**TASK DETAILS:**
Could you write out the rows below again, switching "set-piece analysis" to "landscape review" everywhere and leaving all else unchanged?

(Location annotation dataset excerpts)
········
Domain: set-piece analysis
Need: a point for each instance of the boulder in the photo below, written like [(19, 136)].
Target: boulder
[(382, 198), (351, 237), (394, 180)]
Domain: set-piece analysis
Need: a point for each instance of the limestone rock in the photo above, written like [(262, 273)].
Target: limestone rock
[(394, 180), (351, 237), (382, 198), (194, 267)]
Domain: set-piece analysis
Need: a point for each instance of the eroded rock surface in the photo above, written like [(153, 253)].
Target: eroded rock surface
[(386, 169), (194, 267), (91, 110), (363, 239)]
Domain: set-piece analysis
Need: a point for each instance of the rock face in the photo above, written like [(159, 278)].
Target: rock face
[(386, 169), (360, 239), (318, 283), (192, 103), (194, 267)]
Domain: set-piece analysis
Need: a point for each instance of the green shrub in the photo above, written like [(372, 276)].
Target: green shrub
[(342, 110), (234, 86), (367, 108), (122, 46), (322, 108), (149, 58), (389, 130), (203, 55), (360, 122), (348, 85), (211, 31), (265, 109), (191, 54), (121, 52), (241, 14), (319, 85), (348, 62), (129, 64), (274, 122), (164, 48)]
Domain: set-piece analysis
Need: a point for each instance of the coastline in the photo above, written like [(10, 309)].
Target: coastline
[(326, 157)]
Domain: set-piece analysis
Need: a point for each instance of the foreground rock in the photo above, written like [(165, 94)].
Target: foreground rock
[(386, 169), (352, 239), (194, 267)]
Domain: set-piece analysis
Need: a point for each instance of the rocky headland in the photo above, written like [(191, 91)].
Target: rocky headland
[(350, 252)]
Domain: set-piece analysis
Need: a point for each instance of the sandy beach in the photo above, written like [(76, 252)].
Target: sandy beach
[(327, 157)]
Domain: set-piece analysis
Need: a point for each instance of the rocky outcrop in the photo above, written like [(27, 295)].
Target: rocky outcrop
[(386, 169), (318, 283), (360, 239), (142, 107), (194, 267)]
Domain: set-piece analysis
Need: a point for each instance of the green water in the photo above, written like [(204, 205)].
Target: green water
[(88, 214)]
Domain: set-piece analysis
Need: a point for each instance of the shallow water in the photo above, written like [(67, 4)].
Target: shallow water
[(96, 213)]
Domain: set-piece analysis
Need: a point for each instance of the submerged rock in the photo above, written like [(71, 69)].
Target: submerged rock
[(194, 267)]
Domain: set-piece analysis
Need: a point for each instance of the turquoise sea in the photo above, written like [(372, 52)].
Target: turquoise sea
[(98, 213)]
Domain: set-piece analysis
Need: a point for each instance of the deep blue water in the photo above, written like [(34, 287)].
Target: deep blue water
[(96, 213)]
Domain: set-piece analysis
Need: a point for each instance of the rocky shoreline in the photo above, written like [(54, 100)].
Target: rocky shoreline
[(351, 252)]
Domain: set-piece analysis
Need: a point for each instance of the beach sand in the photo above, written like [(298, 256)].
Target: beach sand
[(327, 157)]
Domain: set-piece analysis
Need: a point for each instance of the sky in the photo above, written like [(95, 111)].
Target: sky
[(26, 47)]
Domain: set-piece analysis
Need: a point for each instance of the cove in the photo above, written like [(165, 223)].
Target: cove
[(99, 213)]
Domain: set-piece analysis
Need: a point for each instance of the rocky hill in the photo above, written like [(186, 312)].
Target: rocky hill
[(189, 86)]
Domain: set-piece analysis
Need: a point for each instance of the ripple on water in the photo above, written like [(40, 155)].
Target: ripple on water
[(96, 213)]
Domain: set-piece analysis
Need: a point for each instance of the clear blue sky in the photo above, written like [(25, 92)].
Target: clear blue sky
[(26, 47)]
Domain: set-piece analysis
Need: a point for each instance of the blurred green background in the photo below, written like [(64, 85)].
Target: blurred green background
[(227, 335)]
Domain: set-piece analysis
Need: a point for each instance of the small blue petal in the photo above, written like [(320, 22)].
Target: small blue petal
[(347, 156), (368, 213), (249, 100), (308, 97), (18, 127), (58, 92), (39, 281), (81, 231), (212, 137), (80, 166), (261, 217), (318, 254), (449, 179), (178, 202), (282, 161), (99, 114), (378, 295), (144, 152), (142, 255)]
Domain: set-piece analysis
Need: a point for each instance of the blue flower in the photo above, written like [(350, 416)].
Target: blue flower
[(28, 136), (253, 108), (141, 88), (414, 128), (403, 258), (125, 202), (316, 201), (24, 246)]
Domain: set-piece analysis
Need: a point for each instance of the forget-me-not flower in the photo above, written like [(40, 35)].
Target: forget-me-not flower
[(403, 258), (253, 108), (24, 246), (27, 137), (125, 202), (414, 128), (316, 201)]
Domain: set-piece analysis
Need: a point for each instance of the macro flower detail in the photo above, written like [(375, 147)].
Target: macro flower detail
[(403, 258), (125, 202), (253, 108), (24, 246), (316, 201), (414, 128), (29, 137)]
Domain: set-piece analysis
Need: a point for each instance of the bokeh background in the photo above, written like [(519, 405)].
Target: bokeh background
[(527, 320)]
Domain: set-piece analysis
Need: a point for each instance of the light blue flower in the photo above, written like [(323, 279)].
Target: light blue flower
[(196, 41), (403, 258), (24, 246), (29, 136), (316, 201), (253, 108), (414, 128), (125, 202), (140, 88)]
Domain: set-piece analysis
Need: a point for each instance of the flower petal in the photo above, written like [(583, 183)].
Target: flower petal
········
**ANSWER FOR THE TASK:**
Domain: landscape review
Need: a point for each instance of the boulder in the photo below, written like [(19, 136)].
Target: boulder
[(382, 198), (351, 237), (394, 180)]
Domain: landscape review
Need: a point for each instance of the limestone rock in the photo above, written like [(262, 273)].
Target: limestone rock
[(394, 180), (351, 237), (382, 198), (194, 267)]
Domain: landscape review
Need: a point for each instance of the eroded rock surface in the photo above, written like [(153, 253)].
Target: eroded rock surface
[(386, 169), (194, 267), (91, 110), (363, 239)]
Domain: landscape review
Need: a point for each instance of the rock face in the photo above, written like [(159, 278)].
Target: rock face
[(386, 169), (360, 239), (318, 283), (192, 103), (194, 267)]
Domain: landscape review
Need: a point for each instance of the green shrub in the photo above, written like [(372, 276)].
Target: green shrub
[(342, 110), (234, 86), (367, 108), (122, 46), (322, 108), (149, 58), (389, 130), (203, 55), (360, 122), (348, 85), (211, 31), (265, 109), (191, 54), (121, 52), (241, 14), (319, 85), (348, 62), (129, 64), (274, 122), (164, 48)]
Domain: landscape review
Need: a point for each instance of the coastline in the photo above, written like [(10, 309)].
Target: coastline
[(326, 157)]
Domain: landscape review
Need: a point for each instance of the foreground rock in the photo above, written like [(165, 94)].
Target: foreground rock
[(386, 169), (352, 239), (194, 267)]
Domain: landscape review
Need: a point for each instance of the rocky headland in the photo above, written like [(191, 91)].
Target: rocky headland
[(350, 252)]
Domain: landscape review
Need: a point for each instance of the sandy beach in the photo above, written like [(76, 252)].
Target: sandy beach
[(327, 157)]
Domain: landscape review
Need: a point for each instance of the rocky outcrop in the photo above, written like [(27, 295)].
Target: rocky outcrop
[(386, 169), (318, 283), (360, 239), (142, 107), (194, 267)]
Domain: landscape review
Need: a point for each instance of the green water in the photo above, written like [(204, 205)].
Target: green water
[(88, 214)]
Domain: landscape review
Need: a point for each instance of the shallow water in the photo above, written like [(67, 4)].
Target: shallow water
[(96, 213)]
Domain: landscape review
Need: a point for each instance of the submerged rock in the photo above, written like [(71, 69)].
Target: submerged rock
[(194, 267)]
Domain: landscape review
Need: a point for each instance of the turquoise sea in the photo above, written like [(372, 52)].
Target: turquoise sea
[(98, 213)]
Domain: landscape review
Need: a point for each instance of the deep blue water in the photo above, written like [(34, 287)].
Target: deep blue water
[(96, 213)]
Domain: landscape review
Need: a point for each instance of the rocky shoreline in the photo above, written like [(54, 100)].
Target: rocky shoreline
[(351, 252)]
Domain: landscape review
Need: a point for each instance of the beach sand in the photo above, written like [(298, 256)].
Target: beach sand
[(327, 157)]
Domain: landscape review
Need: a point for each instance of the sky in the photo above, written like [(95, 111)].
Target: sky
[(26, 47)]
Domain: landscape review
Need: a point for each instance of the cove in the photo above, written like [(165, 223)].
Target: cove
[(99, 213)]
Domain: landscape review
Need: a point for each instance of the rocky hill in the photo above, written like [(186, 312)].
Target: rocky hill
[(189, 86)]
Domain: landscape review
Need: a point for each instance of the ripple on water in the photo above, written like [(40, 155)].
Target: ripple on water
[(96, 213)]
Domain: landscape review
Need: a point for each instance of the clear blue sky in the photo above, written like [(25, 92)].
Target: clear blue sky
[(26, 47)]
Domain: landscape review
Need: a point for each instance of the blurred green background in the photo below, written like [(64, 85)].
Target: blurred green background
[(227, 335)]
Domain: landscape review
Need: a point for each instance of the small blue petal in the photo above, written like [(320, 22)].
Target: small blue petal
[(347, 156), (368, 213), (249, 100), (308, 97), (18, 127), (58, 92), (39, 281), (81, 231), (212, 137), (80, 166), (261, 217), (318, 254), (449, 179), (178, 202), (282, 161), (99, 114), (378, 295), (144, 152), (142, 255)]
Domain: landscape review
Need: a point for each instance of the blue flower in the photo above, written like [(350, 416)].
Target: blue flower
[(28, 136), (253, 108), (141, 88), (414, 128), (403, 258), (125, 202), (316, 201), (24, 246)]
Domain: landscape review
Need: a point for each instance of the forget-me-not flower in the photo above, written like [(40, 35)].
Target: forget-me-not flower
[(403, 258), (253, 108), (24, 246), (27, 137), (125, 202), (414, 128), (316, 201)]
Domain: landscape review
Need: a point for each instance of the macro flower detail in the photo above, written like [(375, 147)].
Target: macro flower detail
[(403, 258), (125, 202), (253, 108), (24, 246), (316, 201), (414, 128), (29, 137)]
Domain: landscape review
Need: a point for each instance of the bokeh background in the photo above, written like [(519, 405)].
Target: bokeh background
[(527, 320)]
Domain: landscape review
Need: a point for each instance of the light blue flower in the photo above, written like [(323, 279)].
Target: light blue flower
[(196, 41), (403, 258), (24, 246), (29, 136), (316, 201), (253, 108), (414, 128), (125, 202), (140, 88)]
Domain: landscape review
Need: a point for each instance of the flower petal in the photo above, written like [(583, 183)].
Target: flower petal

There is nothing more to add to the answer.